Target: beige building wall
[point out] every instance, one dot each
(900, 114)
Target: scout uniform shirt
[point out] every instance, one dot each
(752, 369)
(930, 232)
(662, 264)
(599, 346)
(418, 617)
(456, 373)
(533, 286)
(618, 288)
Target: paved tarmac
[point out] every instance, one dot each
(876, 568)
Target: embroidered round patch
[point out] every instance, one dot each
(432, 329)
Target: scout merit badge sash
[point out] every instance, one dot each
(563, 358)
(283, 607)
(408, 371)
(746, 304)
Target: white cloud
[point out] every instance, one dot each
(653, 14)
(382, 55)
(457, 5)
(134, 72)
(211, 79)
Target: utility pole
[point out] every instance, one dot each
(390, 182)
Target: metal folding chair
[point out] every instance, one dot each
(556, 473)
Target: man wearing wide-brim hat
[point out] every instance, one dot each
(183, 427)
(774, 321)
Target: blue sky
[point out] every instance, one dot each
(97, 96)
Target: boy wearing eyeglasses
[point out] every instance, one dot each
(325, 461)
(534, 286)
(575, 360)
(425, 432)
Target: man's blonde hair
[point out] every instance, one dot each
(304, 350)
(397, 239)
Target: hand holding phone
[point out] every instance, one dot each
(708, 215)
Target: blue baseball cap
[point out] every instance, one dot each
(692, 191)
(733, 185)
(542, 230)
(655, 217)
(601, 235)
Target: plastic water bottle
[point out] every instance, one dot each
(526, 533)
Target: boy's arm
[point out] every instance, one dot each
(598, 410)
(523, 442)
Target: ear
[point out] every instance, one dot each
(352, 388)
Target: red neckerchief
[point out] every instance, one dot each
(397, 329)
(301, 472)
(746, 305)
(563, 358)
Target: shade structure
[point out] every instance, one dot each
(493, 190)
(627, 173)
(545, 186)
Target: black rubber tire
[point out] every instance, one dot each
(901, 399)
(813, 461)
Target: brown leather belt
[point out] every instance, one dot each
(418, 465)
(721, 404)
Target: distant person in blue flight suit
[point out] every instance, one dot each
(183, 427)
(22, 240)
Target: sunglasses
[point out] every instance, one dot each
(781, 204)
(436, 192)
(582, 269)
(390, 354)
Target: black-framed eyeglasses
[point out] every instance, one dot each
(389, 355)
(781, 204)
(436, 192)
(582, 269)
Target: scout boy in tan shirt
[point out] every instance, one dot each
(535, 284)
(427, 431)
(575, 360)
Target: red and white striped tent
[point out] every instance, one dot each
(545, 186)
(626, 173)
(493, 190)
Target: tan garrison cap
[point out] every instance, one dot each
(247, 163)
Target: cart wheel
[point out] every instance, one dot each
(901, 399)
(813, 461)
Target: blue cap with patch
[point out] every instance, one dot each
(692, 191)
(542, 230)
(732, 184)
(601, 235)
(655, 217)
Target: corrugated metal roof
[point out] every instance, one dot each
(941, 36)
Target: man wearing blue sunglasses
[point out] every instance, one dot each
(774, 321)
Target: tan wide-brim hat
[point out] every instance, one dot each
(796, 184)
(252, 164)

--

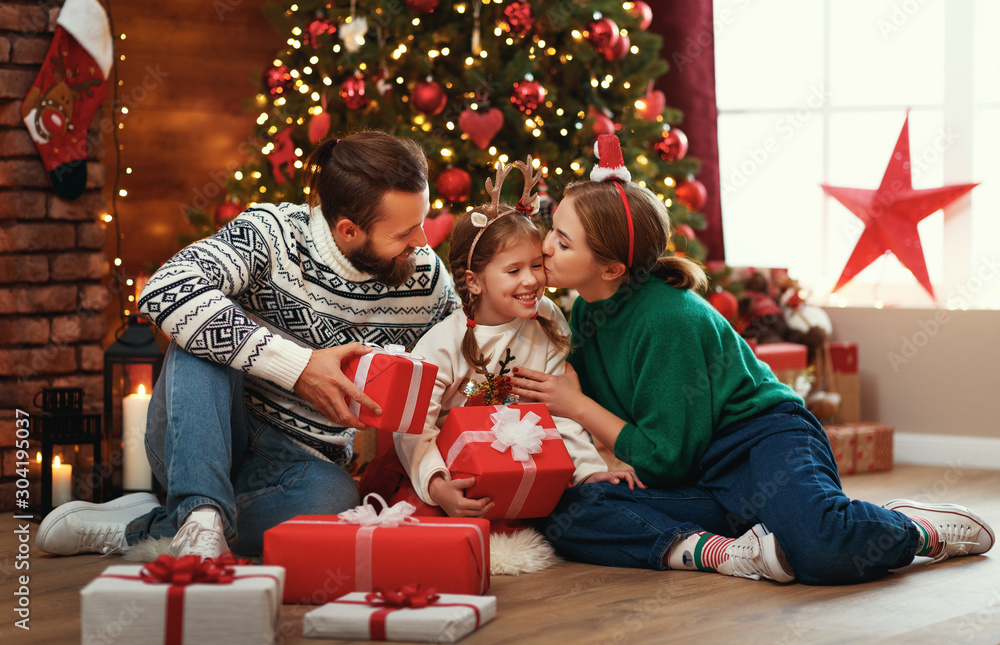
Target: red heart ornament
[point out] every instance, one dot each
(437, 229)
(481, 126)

-- Task statement --
Find each line in the data above that contains the string "metal" and copy those lines. Case counts.

-- Exercise result --
Target: metal folding chair
Target: corrugated metal roof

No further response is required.